Material shown:
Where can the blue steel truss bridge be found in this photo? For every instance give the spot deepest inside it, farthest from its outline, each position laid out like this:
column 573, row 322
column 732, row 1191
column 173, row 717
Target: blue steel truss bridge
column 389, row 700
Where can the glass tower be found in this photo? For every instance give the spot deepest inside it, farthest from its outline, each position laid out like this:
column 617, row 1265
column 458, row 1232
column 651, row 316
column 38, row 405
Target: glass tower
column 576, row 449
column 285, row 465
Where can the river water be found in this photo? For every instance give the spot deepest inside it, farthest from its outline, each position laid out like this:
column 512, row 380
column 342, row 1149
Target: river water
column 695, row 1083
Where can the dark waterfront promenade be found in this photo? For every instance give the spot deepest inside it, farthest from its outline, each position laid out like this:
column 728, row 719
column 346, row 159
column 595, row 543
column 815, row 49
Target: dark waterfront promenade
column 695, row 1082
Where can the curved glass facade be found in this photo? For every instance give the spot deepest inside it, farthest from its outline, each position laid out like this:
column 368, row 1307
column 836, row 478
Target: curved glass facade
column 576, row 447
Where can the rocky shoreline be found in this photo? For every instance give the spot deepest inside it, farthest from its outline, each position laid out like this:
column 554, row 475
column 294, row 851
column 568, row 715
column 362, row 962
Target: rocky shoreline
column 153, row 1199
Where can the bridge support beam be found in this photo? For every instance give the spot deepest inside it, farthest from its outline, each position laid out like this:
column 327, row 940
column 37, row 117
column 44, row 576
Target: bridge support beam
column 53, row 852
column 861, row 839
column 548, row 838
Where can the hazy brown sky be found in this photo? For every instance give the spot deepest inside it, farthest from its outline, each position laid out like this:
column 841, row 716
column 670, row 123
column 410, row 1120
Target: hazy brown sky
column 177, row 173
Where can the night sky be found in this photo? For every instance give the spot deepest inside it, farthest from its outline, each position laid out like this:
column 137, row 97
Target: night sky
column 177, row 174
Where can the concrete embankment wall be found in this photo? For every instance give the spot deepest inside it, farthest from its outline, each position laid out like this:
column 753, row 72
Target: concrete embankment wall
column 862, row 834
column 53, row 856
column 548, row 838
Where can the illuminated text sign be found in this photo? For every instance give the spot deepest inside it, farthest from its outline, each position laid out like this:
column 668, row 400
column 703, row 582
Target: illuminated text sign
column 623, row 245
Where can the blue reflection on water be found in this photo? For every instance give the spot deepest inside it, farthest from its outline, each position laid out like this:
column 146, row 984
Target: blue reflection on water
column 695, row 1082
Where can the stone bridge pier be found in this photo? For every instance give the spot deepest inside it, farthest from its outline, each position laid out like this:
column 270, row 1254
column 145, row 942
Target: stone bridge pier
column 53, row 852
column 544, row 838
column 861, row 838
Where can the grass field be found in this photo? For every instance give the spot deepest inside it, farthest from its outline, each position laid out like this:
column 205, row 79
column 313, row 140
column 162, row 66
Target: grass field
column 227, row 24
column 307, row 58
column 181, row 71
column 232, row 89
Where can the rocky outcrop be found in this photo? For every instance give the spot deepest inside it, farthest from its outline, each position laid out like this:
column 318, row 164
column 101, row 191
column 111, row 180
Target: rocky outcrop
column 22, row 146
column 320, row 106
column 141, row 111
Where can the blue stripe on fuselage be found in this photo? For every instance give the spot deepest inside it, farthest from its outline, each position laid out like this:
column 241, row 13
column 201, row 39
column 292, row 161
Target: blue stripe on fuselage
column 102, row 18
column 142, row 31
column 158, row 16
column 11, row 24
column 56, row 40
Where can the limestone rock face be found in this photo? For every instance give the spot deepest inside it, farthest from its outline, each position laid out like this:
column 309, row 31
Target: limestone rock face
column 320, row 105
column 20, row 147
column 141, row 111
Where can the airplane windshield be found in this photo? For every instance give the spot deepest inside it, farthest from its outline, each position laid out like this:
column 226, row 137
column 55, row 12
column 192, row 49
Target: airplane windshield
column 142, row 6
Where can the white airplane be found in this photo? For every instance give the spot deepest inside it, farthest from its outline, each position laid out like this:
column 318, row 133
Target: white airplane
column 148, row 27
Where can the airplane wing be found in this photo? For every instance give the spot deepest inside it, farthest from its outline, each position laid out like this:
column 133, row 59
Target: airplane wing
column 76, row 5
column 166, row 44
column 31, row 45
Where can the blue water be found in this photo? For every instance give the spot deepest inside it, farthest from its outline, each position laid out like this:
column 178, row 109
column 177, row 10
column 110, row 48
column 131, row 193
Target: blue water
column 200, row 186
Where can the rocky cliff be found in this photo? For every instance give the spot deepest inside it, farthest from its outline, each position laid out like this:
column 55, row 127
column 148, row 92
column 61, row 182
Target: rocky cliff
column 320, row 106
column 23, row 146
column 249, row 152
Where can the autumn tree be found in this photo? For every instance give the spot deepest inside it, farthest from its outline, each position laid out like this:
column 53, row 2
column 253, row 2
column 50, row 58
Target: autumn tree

Set problem:
Rewrite every item above, replacing "farthest from its outline" with "farthest from its edge" and leaving all other wording as it is.

Final result:
Where can the blue steel truss bridge be found in this photo? For every instance give the spot deepest inside it, farthest from its edge, each position laid out like this:
column 573, row 322
column 732, row 1191
column 173, row 717
Target: blue steel truss bridge
column 389, row 700
Where can the glass tower be found in this photo? For every instance give the spot deepest inside it, farthest from its edge, each position laid out like this:
column 617, row 1265
column 458, row 1232
column 651, row 316
column 38, row 405
Target: glass tower
column 576, row 449
column 285, row 465
Where can the river water be found in this photo? For every instance give the spot deepest inside it, farthest from its edge, each position laid out like this:
column 512, row 380
column 342, row 1149
Target: river water
column 695, row 1083
Where can the dark waterfront promenade be found in this photo? For every instance give the spot deepest inside it, farthest from its edge, each position laid out like this:
column 728, row 719
column 346, row 159
column 595, row 543
column 815, row 49
Target: dark waterfront promenade
column 695, row 1082
Where can the curved glass facade be found in this photo? For every instance give the spot deepest inside it, farthest from its edge, each position laid out like this:
column 368, row 1307
column 836, row 478
Target: curved glass facade
column 576, row 447
Where can the rocky shoreline be found in this photo? For every instance give the spot deepest inside it, farthest from its edge, each position laid out like this:
column 554, row 475
column 294, row 851
column 568, row 715
column 362, row 962
Target: rocky shoreline
column 153, row 1199
Where can the bridge support beam be found in this photo? For every instance give the spot deepest inside it, farthest from its edge, each position laid out like this:
column 327, row 940
column 37, row 117
column 44, row 576
Target: bridge support beam
column 53, row 852
column 861, row 839
column 548, row 838
Where can the hazy brown sky be found in this photo? For every instance give the spot deepest inside it, farthest from its edge, each position laid out like this:
column 841, row 716
column 670, row 123
column 410, row 1120
Target: hazy brown sky
column 177, row 173
Where can the night sky be found in this photo? For every instance give the spot deepest inside it, farthest from its edge, each position laid out like this:
column 137, row 97
Target: night sky
column 177, row 174
Where can the concrete embankment wall be found in this photo? For every instance give the spot deepest inside it, farthest from its edge, each position laid out like this:
column 753, row 72
Target: concrete embankment wall
column 862, row 834
column 53, row 856
column 548, row 838
Where can the illuminated text sign be found in this photo? For every instance give the spot deepest inside it, farthest from its edge, each position laid out like this:
column 668, row 400
column 703, row 582
Target: illuminated text sign
column 623, row 245
Where can the blue reflection on water be found in this photo? For every instance give the spot deepest inside it, farthest from its edge, each position laid out like this:
column 146, row 984
Target: blue reflection on water
column 695, row 1082
Where can the stone bridge pier be found in this photo? For every instance give the spot deepest inside it, farthest from its edge, each position laid out like this:
column 270, row 1254
column 145, row 942
Target: stone bridge pier
column 53, row 852
column 544, row 838
column 861, row 838
Where can the grass field be found in this photo? For every instance give the spot deepest inside it, farthest from its edge, each position laid out like this:
column 205, row 79
column 313, row 140
column 162, row 66
Target: grass field
column 227, row 24
column 307, row 58
column 181, row 71
column 232, row 89
Where can the rocky outcrop be found in this photo? For every instance give the spot deepest inside it, farthest from its edge, each position laid out like this:
column 318, row 164
column 101, row 191
column 111, row 180
Target: rocky outcrop
column 22, row 146
column 320, row 106
column 141, row 111
Where can the blue stripe on fuselage be found in this photo? For every instance give the spot deepest inside it, farthest from its edge, each position laid out like this:
column 241, row 13
column 201, row 39
column 292, row 161
Target: blue stripe on fuselage
column 102, row 18
column 142, row 31
column 158, row 16
column 11, row 24
column 56, row 40
Where can the limestone rock face be found in this photo? For every instance give the spot deepest inside it, farthest from its edge, each position laid out like this:
column 309, row 31
Target: limestone rock face
column 320, row 105
column 20, row 147
column 141, row 111
Where can the airplane windshield be found in this photo? For every instance give the spot deepest inside it, farthest from its edge, each position laid out like this:
column 226, row 137
column 55, row 12
column 192, row 49
Target: airplane windshield
column 142, row 6
Where can the white airplane be found in this photo? For every instance give the spot deepest inside it, farthest from its edge, each position laid out like this:
column 318, row 133
Target: white airplane
column 148, row 27
Where can the airplane wing be found in this photo? For every instance give the spot deepest inside it, farthest from its edge, each position laid out like this:
column 133, row 59
Target: airplane wing
column 76, row 5
column 166, row 44
column 31, row 45
Where can the blue water be found in this photo? For every instance give the spot deepest inside it, farthest from its edge, each position laid out like this:
column 178, row 109
column 177, row 10
column 110, row 48
column 131, row 193
Target: blue water
column 200, row 186
Where can the rocky cliff be found in this photo? For every instance give the spot deepest inside it, farthest from its edge, each position laid out like this:
column 55, row 127
column 148, row 92
column 61, row 182
Target: rocky cliff
column 320, row 106
column 23, row 146
column 249, row 152
Where can the autumn tree be found in this photo? For every instance give the spot deepest inside it, farthest from its edge, each position laid out like this:
column 53, row 2
column 253, row 2
column 50, row 58
Target: autumn tree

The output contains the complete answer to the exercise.